▶ _Provided information_
====================

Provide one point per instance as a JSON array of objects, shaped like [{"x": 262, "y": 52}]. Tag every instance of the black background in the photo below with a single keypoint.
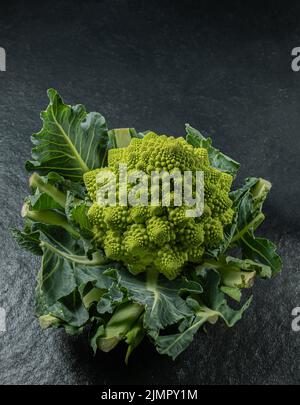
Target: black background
[{"x": 225, "y": 69}]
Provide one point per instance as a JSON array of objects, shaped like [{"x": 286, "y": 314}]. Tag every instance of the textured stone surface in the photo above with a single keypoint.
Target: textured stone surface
[{"x": 153, "y": 66}]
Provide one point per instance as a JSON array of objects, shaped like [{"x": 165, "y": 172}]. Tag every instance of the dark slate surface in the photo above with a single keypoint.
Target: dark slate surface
[{"x": 156, "y": 65}]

====================

▶ _Activity_
Whenever a line of the data holds the string "every", pick that line out.

▶ _Solution to this problem_
Provide one point per instance as a JSON array of objects, shaped like [{"x": 262, "y": 52}]. Tag every instance of the black background in the photo below with a single keypoint.
Provide one point per instance as a JSON array of objects, shaped like [{"x": 286, "y": 314}]. Tag every instance of the textured stone surface in the photo above with a single keypoint.
Provide one point per instance as a JSON array of objects, shaped like [{"x": 165, "y": 172}]. Tag every instance of the dark slate surface in the photo above with a single keypoint.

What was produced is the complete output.